PASSAGE:
○ ○ ○

Virginia did not know that in 1940, WJ. married Adele Gash's little sister, Faye, and divorced her after a few months, though his motivation in that arrangement seemed to be not love but a desire to avoid marrying another young woman who claimed to be pregnant with his baby.

She did not know about the birth certificate filed in Kansas City in May 1941 listing W. J. Blythe as the father of a baby girl born to a Missouri waitress to whom he also might have been briefly married.

Bill Blythe married Virginia Cassidy without telling her any of that, and within weeks he was gone off to war,
sailing away
on a troopship headed for the Mediterranean as a technician third grade with the 3030th Com-pany, 125th Ordnance Base Auto Maintenance Battalion. For several months, he was stationed in Egypt at a base in the desert outside Cairo, repairing engines and heavy equipment used in the North Africa campaign. On May 1, 1944, his battalion boarded Transport No. 640 in Alexandria and sailed across to Naples, then marched thirty miles inland and set up shop near the town of Caserta. The technicians and mechanics of the 125th kept the war machine in motion, rebuilding engines, reconditioning transmissions, retooling trucks and tanks, and salvaging junked vehicles for usable parts. Their base looked like a piece of transplanted industrial Detroit.

They were a long way from the fighting. They worked ten-hour days, with Sunday afternoons off, and were able to pass off the worst assignments to Italian civilians and prisoners of war. They had two base theaters, one open-air and one enclosed, where they watched movies five nights a week. There were softball games and boxing matches. Joe Louis came by one night to referee the bouts. A USO baseball tour brought in Leo Durocher of the Brooklyn Dodgers. Every night during the summer, groups of soldiers went into town to swim at the Royal Palace swimming pool. There were weekend trips to Naples, Anzio, Florence, Rome, and the beach at Capua. They encountered social diseases, malaria, and occasional food poisoning.

○ ○ ○

TO DO:
1. Decide whether each statement agrees with the passage about Bill Blythe, answering yes or no and quoting the words from the passage that settle it: (a) His battalion sailed from Alexandria to Naples on May 1, 1944. (b) The soldiers watched movies seven nights a week. (c) Virginia knew about the birth certificate filed in Kansas City.
2. Rewrite the passage about Bill Blythe from "Bill Blythe married" to "transplanted industrial Detroit.", changing "engines" to "motors" wherever it occurs.
3. Translate this sentence from the passage about Bill Blythe into Spanish: "Joe Louis came by one night to referee the bouts."
The material that comes next is separate from the passage above.

Stored entries
○ ○ ○

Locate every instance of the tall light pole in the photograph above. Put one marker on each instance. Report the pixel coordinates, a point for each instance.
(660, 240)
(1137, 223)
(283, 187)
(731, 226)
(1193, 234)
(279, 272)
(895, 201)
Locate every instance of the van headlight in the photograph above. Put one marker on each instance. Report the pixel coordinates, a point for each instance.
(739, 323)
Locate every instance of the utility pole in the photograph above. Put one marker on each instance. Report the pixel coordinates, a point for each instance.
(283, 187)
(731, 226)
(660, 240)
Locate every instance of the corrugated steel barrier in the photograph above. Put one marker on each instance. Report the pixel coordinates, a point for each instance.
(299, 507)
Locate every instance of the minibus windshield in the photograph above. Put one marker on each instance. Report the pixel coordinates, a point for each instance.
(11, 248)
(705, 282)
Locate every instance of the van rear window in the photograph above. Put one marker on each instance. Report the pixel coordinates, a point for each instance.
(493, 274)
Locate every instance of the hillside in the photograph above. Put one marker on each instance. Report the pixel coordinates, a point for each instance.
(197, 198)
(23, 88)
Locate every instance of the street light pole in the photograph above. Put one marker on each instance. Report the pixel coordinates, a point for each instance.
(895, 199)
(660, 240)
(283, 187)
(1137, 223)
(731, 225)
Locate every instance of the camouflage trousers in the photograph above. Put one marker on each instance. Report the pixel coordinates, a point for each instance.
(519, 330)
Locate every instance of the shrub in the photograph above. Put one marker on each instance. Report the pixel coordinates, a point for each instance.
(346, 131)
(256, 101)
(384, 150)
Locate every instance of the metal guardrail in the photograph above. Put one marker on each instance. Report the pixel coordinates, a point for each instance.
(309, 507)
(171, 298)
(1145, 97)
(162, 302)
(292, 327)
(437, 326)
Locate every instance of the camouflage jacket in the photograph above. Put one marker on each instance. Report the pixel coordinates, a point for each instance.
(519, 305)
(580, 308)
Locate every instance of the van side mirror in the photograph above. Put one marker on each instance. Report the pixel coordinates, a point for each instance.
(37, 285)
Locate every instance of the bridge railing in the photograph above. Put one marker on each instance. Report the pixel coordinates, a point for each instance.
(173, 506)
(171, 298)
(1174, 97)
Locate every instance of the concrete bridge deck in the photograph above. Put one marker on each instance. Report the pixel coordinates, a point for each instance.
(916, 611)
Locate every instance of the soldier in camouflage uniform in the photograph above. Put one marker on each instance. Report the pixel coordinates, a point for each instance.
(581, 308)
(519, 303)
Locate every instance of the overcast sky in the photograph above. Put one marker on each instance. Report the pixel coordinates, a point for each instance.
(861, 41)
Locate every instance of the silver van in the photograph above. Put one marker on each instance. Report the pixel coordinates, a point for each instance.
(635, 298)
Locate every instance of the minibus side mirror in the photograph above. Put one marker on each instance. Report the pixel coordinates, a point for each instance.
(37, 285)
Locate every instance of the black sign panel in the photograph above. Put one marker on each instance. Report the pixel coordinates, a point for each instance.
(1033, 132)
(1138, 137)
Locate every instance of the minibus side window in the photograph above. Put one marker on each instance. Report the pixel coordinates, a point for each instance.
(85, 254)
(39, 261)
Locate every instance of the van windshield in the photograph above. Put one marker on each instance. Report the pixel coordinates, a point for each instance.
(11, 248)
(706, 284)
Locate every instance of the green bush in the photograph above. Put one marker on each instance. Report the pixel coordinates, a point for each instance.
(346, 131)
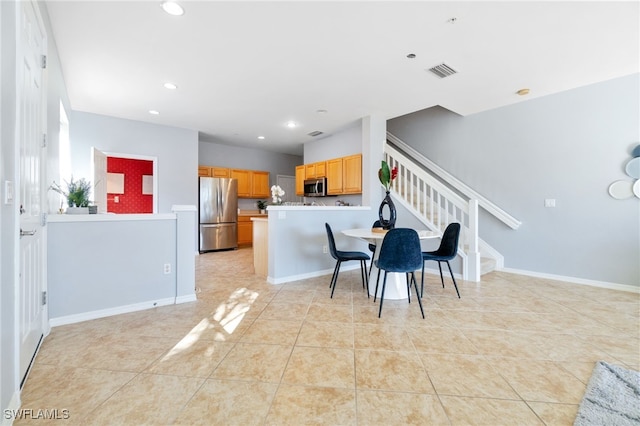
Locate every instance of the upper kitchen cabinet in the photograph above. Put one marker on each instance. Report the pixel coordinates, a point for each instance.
(344, 175)
(352, 174)
(316, 170)
(334, 176)
(251, 183)
(260, 184)
(300, 177)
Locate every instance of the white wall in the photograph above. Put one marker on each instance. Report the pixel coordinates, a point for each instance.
(98, 266)
(176, 150)
(568, 146)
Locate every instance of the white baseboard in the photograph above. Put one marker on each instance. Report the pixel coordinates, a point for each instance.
(186, 298)
(14, 405)
(85, 316)
(573, 280)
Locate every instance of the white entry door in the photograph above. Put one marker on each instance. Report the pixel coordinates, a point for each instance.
(31, 197)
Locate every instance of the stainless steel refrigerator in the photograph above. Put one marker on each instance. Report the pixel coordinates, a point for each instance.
(218, 212)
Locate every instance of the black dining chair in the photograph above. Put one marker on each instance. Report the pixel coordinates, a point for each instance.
(372, 246)
(400, 252)
(345, 256)
(447, 251)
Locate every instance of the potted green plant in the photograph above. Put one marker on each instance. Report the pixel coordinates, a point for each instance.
(77, 195)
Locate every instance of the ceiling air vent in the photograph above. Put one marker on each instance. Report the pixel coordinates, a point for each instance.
(443, 70)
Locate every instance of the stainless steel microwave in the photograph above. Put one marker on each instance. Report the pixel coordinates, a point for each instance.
(315, 187)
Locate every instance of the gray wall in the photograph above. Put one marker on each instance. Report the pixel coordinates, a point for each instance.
(176, 150)
(340, 144)
(217, 154)
(569, 146)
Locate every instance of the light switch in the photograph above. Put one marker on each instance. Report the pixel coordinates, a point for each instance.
(8, 192)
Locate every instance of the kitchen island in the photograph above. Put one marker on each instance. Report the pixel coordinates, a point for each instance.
(106, 264)
(297, 239)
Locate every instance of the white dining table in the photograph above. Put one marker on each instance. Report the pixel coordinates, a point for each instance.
(396, 282)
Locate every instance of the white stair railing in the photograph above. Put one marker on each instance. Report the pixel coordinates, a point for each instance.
(437, 206)
(453, 182)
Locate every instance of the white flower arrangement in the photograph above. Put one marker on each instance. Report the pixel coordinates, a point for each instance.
(276, 194)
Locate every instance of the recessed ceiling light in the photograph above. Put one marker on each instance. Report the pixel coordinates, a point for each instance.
(172, 8)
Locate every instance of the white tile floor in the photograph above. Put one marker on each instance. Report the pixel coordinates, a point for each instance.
(512, 350)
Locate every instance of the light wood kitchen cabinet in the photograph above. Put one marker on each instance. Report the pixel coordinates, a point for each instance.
(344, 175)
(315, 170)
(300, 176)
(334, 176)
(260, 184)
(352, 174)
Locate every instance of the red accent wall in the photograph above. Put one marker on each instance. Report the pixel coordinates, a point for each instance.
(132, 201)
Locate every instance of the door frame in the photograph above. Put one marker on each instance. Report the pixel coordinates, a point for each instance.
(45, 325)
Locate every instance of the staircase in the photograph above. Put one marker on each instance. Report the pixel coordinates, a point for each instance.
(437, 199)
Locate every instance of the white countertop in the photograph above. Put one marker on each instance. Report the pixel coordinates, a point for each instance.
(108, 217)
(303, 208)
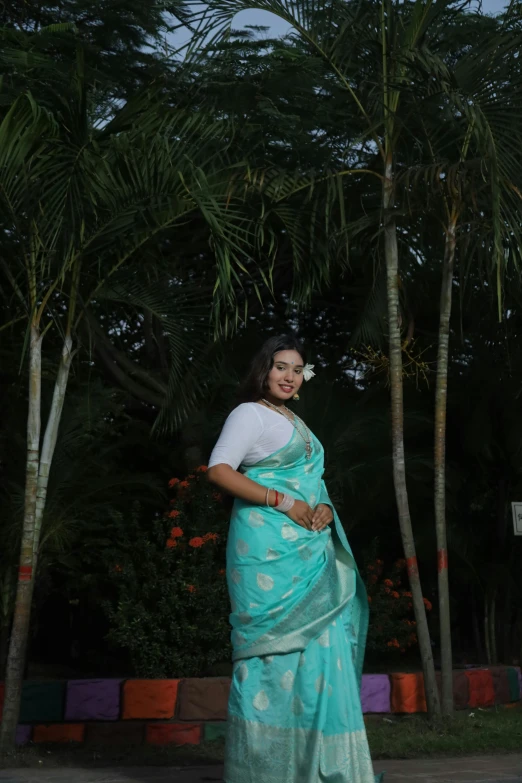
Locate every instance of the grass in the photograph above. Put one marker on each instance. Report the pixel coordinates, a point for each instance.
(471, 732)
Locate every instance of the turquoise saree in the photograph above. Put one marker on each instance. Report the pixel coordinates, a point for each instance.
(299, 619)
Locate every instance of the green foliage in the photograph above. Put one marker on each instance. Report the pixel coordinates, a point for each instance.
(170, 606)
(392, 625)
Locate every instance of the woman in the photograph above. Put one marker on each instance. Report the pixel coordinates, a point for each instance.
(299, 607)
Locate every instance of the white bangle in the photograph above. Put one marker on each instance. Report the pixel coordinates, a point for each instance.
(285, 504)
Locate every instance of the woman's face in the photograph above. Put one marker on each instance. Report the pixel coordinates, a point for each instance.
(286, 376)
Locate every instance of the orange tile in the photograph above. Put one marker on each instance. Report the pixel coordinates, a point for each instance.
(145, 699)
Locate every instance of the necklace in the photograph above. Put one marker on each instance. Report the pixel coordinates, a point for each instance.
(296, 423)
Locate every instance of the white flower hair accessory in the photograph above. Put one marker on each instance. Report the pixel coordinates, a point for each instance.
(307, 372)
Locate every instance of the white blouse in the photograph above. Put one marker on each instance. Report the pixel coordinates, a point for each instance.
(251, 433)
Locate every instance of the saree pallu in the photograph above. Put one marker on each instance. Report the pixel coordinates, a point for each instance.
(299, 619)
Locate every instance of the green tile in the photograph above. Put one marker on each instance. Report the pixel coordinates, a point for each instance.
(42, 702)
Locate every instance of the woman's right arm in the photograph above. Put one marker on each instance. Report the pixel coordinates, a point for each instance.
(228, 479)
(240, 433)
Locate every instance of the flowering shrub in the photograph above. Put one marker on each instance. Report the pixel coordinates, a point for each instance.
(170, 607)
(392, 624)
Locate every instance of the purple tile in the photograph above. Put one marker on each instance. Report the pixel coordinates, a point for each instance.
(93, 700)
(376, 693)
(23, 735)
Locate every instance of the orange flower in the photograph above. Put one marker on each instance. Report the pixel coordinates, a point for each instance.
(210, 537)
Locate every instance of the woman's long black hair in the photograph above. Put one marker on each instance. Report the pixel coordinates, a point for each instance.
(254, 385)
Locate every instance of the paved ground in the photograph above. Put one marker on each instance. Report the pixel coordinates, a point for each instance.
(482, 769)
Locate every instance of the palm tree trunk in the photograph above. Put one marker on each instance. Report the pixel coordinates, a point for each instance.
(24, 592)
(397, 417)
(37, 474)
(441, 399)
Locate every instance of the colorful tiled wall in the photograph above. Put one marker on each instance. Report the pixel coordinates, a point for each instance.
(180, 712)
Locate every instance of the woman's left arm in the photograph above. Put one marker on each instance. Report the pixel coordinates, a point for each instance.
(323, 512)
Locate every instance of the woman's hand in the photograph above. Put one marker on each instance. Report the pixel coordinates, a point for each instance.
(322, 516)
(302, 514)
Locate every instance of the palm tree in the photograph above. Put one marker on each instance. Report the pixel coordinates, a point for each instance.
(79, 203)
(352, 41)
(472, 174)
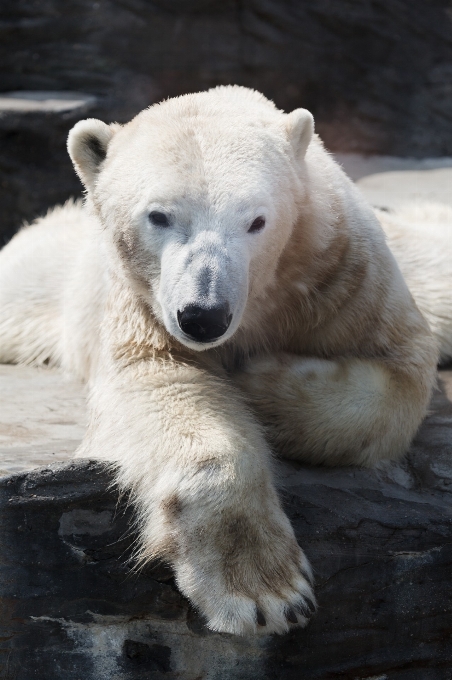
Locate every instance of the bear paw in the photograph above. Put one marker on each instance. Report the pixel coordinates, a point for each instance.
(248, 577)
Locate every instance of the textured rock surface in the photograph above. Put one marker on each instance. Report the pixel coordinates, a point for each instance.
(377, 75)
(42, 417)
(380, 543)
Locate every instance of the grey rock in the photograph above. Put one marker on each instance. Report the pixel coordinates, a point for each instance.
(380, 542)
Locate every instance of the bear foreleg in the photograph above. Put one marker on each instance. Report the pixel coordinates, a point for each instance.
(337, 412)
(199, 470)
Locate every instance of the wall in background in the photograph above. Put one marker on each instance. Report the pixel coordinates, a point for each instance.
(377, 74)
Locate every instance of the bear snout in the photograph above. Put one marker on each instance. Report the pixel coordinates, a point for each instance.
(204, 324)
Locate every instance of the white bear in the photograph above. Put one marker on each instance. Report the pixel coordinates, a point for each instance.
(226, 292)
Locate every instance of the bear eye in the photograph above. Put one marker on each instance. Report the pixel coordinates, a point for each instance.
(258, 224)
(159, 219)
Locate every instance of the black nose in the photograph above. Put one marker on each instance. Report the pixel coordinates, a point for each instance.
(204, 325)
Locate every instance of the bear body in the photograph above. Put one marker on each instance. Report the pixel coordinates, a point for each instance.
(224, 275)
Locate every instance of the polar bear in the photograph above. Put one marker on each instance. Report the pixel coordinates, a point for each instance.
(227, 293)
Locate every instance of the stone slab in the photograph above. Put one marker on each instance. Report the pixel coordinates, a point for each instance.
(42, 417)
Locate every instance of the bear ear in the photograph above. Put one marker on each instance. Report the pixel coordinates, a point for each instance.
(87, 146)
(300, 128)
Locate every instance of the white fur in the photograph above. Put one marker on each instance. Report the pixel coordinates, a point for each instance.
(325, 347)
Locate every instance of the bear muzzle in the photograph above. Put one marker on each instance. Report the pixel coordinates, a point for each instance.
(204, 324)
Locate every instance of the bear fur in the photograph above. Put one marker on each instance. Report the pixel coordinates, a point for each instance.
(218, 202)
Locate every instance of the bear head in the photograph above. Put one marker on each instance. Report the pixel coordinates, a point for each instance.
(197, 198)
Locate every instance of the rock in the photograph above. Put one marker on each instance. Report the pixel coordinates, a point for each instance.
(35, 170)
(377, 75)
(42, 417)
(380, 542)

○ ○ ○

PER-TASK OUTPUTS:
1.
(a) Yes: "On May 1, 1944, his battalion boarded Transport No. 640 in Alexandria and sailed across to Naples"
(b) No: "where they watched movies five nights a week"
(c) No: "She did not know about the birth certificate filed in Kansas City in May 1941"

2.
Bill Blythe married Virginia Cassidy without telling her any of that, and within weeks he was gone off to war,
sailing away
on a troopship headed for the Mediterranean as a technician third grade with the 3030th Com-pany, 125th Ordnance Base Auto Maintenance Battalion. For several months, he was stationed in Egypt at a base in the desert outside Cairo, repairing motors and heavy equipment used in the North Africa campaign. On May 1, 1944, his battalion boarded Transport No. 640 in Alexandria and sailed across to Naples, then marched thirty miles inland and set up shop near the town of Caserta. The technicians and mechanics of the 125th kept the war machine in motion, rebuilding motors, reconditioning transmissions, retooling trucks and tanks, and salvaging junked vehicles for usable parts. Their base looked like a piece of transplanted industrial Detroit.

3. Joe Louis pasó una noche para arbitrar los combates.